Col tempo (molto tempo) le acque si placarono. Oltre un secolo dopo la morte di Galileo, il 5 gennaio 1768, Giuseppe Pelli Bencivenni, un notabile fiorentino nel giro di pochi anni anche lui messo all'Indice per alcune battute di spirito sui frati, annotava nel suo diario:

 

Che direbbe il Galileo se ritornasse in vita e leggesse fino nei lunari insegnata e spiegata la sua ipotesi del mot o della Terra intorno al Sole? Eppure è così nel Mangia di Siena, lunario colà impresso con le dovute approvazioni, e ciò con buona dottrina dimostrato al volgo, non che ai dotti, tanto nell'anno scorso che in questo. Così si mutano le cose nel mondo, ed a ssai più si muteranno, di modo che fra un secolo o due i nostri nipoti si burleranno forse di noi, dei nostri errori e dei nostri pregiudizi.

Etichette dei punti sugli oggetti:
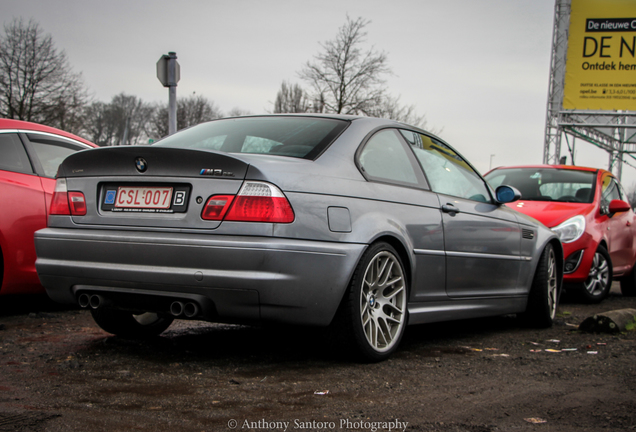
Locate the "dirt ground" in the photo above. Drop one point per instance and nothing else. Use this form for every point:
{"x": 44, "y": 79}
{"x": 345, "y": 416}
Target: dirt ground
{"x": 60, "y": 372}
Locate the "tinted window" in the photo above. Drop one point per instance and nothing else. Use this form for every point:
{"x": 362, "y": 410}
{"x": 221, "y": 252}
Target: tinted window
{"x": 538, "y": 184}
{"x": 384, "y": 157}
{"x": 446, "y": 171}
{"x": 13, "y": 156}
{"x": 302, "y": 137}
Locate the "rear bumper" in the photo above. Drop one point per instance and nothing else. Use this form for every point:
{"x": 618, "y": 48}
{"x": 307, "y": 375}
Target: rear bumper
{"x": 236, "y": 279}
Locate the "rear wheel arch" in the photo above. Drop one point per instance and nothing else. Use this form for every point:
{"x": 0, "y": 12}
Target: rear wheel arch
{"x": 402, "y": 252}
{"x": 373, "y": 313}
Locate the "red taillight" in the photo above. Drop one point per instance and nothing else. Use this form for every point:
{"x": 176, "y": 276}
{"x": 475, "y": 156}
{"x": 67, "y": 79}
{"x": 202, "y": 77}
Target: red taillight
{"x": 261, "y": 209}
{"x": 78, "y": 203}
{"x": 255, "y": 202}
{"x": 67, "y": 203}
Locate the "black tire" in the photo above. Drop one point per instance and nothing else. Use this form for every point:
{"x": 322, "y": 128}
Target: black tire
{"x": 628, "y": 284}
{"x": 599, "y": 281}
{"x": 374, "y": 313}
{"x": 130, "y": 326}
{"x": 543, "y": 298}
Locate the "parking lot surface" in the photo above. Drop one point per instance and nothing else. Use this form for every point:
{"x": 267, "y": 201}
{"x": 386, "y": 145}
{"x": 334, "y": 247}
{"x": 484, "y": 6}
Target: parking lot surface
{"x": 60, "y": 372}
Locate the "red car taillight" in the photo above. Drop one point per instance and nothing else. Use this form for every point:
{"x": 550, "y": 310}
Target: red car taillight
{"x": 67, "y": 203}
{"x": 255, "y": 202}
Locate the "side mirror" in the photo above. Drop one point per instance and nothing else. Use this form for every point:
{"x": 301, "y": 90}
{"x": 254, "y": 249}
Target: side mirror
{"x": 506, "y": 194}
{"x": 617, "y": 206}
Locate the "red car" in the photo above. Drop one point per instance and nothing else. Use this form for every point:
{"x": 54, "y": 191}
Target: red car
{"x": 590, "y": 211}
{"x": 29, "y": 156}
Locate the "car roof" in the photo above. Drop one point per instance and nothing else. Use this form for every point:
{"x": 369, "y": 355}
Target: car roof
{"x": 20, "y": 125}
{"x": 568, "y": 167}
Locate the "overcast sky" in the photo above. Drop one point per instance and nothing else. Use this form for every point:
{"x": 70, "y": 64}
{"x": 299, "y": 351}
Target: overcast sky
{"x": 478, "y": 69}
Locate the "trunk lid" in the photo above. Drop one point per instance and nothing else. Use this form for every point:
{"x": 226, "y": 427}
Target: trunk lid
{"x": 150, "y": 187}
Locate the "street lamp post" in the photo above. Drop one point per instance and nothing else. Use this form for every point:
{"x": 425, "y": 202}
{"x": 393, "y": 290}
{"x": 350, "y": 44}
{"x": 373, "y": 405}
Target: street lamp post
{"x": 169, "y": 73}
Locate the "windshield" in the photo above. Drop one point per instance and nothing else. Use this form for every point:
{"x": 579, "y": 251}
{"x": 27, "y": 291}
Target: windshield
{"x": 301, "y": 137}
{"x": 538, "y": 184}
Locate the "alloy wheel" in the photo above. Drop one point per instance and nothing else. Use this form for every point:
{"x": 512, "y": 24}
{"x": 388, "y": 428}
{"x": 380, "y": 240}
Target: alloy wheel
{"x": 383, "y": 301}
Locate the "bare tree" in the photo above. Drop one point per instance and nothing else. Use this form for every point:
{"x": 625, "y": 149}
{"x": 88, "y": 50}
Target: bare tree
{"x": 291, "y": 99}
{"x": 192, "y": 110}
{"x": 123, "y": 121}
{"x": 345, "y": 78}
{"x": 36, "y": 80}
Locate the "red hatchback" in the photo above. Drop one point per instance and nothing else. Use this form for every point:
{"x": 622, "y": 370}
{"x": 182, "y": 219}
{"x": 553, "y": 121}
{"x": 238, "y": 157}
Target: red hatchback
{"x": 589, "y": 210}
{"x": 29, "y": 156}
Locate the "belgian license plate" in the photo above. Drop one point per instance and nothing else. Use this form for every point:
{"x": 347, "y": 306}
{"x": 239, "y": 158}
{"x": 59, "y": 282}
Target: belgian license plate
{"x": 143, "y": 197}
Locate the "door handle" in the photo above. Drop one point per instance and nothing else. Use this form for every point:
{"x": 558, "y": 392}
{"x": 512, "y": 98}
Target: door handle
{"x": 450, "y": 209}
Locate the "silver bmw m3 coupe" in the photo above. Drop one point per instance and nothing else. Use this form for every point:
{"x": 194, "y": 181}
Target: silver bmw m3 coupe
{"x": 364, "y": 224}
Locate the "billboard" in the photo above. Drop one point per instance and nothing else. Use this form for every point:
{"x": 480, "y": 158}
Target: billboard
{"x": 600, "y": 72}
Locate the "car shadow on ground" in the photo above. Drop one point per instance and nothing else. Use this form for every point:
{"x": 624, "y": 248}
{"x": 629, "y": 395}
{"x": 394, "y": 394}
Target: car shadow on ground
{"x": 11, "y": 305}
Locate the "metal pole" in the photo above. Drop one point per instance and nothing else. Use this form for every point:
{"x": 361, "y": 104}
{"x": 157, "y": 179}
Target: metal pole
{"x": 172, "y": 93}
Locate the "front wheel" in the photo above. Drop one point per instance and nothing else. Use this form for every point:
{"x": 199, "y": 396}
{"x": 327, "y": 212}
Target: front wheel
{"x": 129, "y": 325}
{"x": 374, "y": 311}
{"x": 543, "y": 298}
{"x": 599, "y": 280}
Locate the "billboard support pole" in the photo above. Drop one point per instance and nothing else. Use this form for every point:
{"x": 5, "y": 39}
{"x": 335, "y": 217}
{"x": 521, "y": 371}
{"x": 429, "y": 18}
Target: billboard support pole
{"x": 553, "y": 130}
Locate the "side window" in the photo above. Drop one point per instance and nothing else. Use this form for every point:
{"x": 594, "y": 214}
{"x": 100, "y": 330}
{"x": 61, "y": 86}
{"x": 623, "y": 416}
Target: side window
{"x": 51, "y": 156}
{"x": 445, "y": 170}
{"x": 13, "y": 156}
{"x": 610, "y": 191}
{"x": 384, "y": 157}
{"x": 51, "y": 152}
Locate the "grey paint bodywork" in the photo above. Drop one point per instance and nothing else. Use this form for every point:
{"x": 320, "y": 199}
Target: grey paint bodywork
{"x": 472, "y": 263}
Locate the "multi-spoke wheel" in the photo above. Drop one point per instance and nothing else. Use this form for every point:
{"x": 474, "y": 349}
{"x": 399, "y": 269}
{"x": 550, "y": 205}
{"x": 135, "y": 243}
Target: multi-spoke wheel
{"x": 375, "y": 306}
{"x": 599, "y": 280}
{"x": 129, "y": 325}
{"x": 543, "y": 298}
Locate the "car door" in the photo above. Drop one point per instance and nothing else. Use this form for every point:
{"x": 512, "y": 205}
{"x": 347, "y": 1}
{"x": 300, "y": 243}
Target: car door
{"x": 387, "y": 162}
{"x": 620, "y": 231}
{"x": 46, "y": 153}
{"x": 481, "y": 239}
{"x": 23, "y": 212}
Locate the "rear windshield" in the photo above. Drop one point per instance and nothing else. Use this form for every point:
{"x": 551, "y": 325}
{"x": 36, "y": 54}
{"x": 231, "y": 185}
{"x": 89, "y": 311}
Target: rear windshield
{"x": 536, "y": 184}
{"x": 301, "y": 137}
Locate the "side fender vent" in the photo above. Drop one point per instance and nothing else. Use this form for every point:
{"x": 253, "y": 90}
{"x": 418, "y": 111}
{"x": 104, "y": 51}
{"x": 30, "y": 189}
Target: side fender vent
{"x": 527, "y": 234}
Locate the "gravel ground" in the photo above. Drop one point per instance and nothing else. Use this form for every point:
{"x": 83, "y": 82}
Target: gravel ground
{"x": 60, "y": 372}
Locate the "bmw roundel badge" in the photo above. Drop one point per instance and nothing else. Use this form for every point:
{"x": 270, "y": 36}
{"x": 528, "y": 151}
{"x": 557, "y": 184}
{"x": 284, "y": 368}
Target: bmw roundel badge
{"x": 141, "y": 165}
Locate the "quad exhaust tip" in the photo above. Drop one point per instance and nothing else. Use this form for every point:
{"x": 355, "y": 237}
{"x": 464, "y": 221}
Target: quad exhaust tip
{"x": 94, "y": 301}
{"x": 189, "y": 310}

**Esercizio assegnato 1:**
Rispondi in base al brano su Galileo:
(a) In quale data Giuseppe Pelli Bencivenni scrisse l'annotazione nel suo diario?
(b) Qual è il nome del lunario senese che spiegava l'ipotesi di Galileo?
(c) Secondo l'annotazione, che cosa faranno forse i nipoti fra un secolo o due?
**Esercizio assegnato 2:**
Stabilisci se ciascuna affermazione concorda con il brano su Galileo:
(a) L'annotazione fu scritta più di cento anni dopo la morte di Galileo.
(b) Il Mangia di Siena era stampato senza alcuna approvazione.
(c) Giuseppe Pelli Bencivenni era un notabile veneziano.
**Esercizio assegnato 3:** Trascrivi una parte del brano su Galileo: comincia dalle parole "Che direbbe il" e fermati dopo "dei nostri pregiudizi.".
I record costituiscono materiale a sé stante.

**Risposta 1:**
(a) Il 5 gennaio 1768.
(b) Il Mangia di Siena.
(c) Si burleranno forse di noi, dei nostri errori e dei nostri pregiudizi.

**Risposta 2:**
(a) Sì: "Oltre un secolo dopo la morte di Galileo, il 5 gennaio 1768".
(b) No: "lunario colà impresso con le dovute approvazioni".
(c) No: "un notabile fiorentino".

**Risposta 3:**
Che direbbe il Galileo se ritornasse in vita e leggesse fino nei lunari insegnata e spiegata la sua ipotesi del mot o della Terra intorno al Sole? Eppure è così nel Mangia di Siena, lunario colà impresso con le dovute approvazioni, e ciò con buona dottrina dimostrato al volgo, non che ai dotti, tanto nell'anno scorso che in questo. Così si mutano le cose nel mondo, ed a ssai più si muteranno, di modo che fra un secolo o due i nostri nipoti si burleranno forse di noi, dei nostri errori e dei nostri pregiudizi.